**What to work on:** Please reproduce the records starting with the line containing "target: tiled floor" and going on through the line containing "177], [0, 191]]]", swapping "instance" for "object" and leaving everything else unchanged.

**Data for this exercise:**
# # #
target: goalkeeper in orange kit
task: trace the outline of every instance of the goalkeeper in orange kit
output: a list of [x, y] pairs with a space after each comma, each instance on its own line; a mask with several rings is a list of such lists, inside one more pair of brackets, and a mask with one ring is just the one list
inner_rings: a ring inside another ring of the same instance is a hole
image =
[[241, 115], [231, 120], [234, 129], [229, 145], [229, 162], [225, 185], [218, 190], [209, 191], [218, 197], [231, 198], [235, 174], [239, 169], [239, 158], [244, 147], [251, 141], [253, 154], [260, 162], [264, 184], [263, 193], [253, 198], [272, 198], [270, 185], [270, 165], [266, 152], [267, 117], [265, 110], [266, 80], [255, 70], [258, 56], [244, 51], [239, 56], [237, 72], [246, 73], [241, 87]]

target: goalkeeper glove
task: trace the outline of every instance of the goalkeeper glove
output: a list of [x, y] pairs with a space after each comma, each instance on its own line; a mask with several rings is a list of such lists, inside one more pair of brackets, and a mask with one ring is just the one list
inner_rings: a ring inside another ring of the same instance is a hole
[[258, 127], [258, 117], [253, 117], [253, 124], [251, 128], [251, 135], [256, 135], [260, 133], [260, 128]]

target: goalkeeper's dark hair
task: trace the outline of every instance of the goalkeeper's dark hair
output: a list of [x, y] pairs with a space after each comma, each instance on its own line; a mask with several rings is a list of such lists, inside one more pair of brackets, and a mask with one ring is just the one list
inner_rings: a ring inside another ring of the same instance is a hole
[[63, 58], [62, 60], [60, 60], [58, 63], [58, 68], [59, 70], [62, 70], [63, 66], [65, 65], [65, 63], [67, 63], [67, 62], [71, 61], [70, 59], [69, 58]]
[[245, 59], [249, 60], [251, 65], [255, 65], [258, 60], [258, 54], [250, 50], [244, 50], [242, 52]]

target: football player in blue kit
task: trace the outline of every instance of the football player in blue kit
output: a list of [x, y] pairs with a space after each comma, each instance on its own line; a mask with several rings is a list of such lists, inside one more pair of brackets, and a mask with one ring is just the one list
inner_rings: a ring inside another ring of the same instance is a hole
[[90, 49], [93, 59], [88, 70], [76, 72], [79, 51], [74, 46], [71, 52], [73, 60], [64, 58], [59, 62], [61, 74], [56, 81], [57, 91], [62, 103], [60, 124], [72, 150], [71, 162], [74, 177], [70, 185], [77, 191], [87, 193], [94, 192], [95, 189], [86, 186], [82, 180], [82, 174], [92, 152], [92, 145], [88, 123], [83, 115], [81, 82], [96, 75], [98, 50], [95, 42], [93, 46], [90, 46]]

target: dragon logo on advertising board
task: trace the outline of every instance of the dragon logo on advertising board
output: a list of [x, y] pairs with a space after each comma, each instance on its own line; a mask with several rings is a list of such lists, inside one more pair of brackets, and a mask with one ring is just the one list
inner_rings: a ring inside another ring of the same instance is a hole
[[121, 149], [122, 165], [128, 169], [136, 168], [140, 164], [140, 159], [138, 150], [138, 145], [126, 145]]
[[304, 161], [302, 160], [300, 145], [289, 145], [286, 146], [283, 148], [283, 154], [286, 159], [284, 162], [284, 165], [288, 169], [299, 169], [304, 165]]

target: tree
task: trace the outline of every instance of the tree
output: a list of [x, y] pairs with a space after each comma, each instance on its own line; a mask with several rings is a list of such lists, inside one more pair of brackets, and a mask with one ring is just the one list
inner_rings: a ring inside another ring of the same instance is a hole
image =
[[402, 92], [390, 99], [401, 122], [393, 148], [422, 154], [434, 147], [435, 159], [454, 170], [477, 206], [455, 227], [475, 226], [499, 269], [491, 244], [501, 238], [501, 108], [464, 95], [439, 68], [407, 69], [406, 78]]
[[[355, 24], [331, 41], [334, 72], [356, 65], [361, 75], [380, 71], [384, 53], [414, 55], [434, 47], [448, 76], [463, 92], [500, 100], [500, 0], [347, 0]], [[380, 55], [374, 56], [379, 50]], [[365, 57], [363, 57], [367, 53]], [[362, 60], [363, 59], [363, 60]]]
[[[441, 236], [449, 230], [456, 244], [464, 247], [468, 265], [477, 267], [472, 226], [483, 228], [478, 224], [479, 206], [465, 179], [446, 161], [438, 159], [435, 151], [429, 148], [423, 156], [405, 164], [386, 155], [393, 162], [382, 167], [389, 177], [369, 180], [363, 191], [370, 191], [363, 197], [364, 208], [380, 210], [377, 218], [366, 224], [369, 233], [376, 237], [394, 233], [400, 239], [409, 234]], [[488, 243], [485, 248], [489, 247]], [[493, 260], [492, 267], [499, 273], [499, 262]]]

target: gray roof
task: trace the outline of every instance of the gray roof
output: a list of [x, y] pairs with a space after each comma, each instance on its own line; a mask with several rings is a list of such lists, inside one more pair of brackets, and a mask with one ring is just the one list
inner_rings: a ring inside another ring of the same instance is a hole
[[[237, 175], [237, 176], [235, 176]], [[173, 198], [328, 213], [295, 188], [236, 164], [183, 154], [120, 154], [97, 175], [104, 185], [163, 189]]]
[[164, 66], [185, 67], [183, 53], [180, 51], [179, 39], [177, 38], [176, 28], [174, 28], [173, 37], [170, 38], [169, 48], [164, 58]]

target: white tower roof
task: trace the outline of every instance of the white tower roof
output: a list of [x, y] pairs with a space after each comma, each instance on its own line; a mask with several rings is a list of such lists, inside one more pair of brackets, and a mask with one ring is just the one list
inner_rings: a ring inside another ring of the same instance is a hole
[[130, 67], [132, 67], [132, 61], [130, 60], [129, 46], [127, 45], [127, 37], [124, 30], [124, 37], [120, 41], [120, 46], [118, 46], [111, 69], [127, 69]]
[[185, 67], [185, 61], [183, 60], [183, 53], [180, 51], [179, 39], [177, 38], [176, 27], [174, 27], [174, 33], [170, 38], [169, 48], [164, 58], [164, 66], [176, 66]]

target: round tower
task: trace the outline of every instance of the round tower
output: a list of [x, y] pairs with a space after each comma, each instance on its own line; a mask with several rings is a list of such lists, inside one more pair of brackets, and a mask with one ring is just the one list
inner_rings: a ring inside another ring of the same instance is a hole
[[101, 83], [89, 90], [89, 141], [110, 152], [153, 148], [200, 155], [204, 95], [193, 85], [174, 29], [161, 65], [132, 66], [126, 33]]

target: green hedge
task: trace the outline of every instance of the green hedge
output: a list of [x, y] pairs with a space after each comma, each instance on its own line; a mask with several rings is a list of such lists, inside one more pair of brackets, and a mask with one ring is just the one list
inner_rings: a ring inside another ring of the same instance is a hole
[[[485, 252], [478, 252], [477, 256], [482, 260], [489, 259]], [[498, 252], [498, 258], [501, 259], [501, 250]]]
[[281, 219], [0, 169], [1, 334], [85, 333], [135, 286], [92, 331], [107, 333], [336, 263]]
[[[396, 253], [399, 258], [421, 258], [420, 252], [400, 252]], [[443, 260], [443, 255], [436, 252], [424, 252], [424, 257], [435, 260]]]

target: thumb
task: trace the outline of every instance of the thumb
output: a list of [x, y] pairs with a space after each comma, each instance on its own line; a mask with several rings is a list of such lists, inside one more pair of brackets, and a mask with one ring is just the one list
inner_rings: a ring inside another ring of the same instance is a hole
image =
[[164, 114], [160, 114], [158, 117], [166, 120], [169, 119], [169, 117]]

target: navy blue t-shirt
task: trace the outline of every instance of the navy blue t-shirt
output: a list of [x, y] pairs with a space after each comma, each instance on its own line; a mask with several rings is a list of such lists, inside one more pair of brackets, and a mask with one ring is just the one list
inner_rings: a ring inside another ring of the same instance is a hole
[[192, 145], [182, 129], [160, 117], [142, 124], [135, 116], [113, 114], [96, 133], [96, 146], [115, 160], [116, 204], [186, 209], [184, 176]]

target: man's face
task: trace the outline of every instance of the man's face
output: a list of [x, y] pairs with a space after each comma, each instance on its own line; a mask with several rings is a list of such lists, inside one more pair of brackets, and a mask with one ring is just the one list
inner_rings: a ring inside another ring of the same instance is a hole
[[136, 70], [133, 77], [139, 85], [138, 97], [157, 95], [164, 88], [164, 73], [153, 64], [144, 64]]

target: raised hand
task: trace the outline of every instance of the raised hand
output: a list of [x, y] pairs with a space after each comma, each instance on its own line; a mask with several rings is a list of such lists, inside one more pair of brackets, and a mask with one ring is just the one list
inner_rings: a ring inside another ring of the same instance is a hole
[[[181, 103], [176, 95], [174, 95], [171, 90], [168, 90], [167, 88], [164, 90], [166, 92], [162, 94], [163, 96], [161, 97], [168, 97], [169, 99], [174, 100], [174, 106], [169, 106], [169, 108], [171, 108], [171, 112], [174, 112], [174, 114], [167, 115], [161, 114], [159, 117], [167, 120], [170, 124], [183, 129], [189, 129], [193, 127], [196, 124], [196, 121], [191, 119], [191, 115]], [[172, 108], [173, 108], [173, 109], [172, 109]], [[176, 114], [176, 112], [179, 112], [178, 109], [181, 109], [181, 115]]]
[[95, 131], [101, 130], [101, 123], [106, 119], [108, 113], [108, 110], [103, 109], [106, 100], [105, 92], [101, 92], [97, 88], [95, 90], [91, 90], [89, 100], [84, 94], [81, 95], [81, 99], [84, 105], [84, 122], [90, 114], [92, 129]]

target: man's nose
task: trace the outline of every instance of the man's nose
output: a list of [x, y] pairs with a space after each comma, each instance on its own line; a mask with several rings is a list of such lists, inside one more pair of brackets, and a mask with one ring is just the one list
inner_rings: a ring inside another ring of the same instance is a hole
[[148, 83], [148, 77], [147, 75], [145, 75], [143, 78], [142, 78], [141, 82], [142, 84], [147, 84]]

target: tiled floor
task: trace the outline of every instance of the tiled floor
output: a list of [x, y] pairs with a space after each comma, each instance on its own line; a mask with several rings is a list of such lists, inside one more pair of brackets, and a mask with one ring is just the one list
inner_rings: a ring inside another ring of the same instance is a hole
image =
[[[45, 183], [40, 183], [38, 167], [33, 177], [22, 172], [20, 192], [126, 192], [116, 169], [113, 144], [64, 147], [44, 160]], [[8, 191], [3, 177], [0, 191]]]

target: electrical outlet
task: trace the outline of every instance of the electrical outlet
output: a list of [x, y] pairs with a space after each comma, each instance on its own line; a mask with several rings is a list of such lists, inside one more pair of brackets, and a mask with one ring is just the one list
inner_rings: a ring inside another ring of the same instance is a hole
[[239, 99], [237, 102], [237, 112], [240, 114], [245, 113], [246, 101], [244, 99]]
# # #
**Reply to the exercise:**
target: tiled floor
task: trace the outline of every object of the tiled floor
output: a list of [x, y] pairs with a space after each comma, each object on its own line; a mask with several rings is a list of such lists, inside one more pair of brackets, and a mask with one ring is just the one list
inner_rings: a ring inside another ring of the same object is a hole
image =
[[[45, 183], [40, 183], [38, 167], [33, 177], [22, 172], [20, 192], [126, 192], [116, 169], [113, 144], [64, 147], [44, 160]], [[8, 191], [3, 177], [0, 191]]]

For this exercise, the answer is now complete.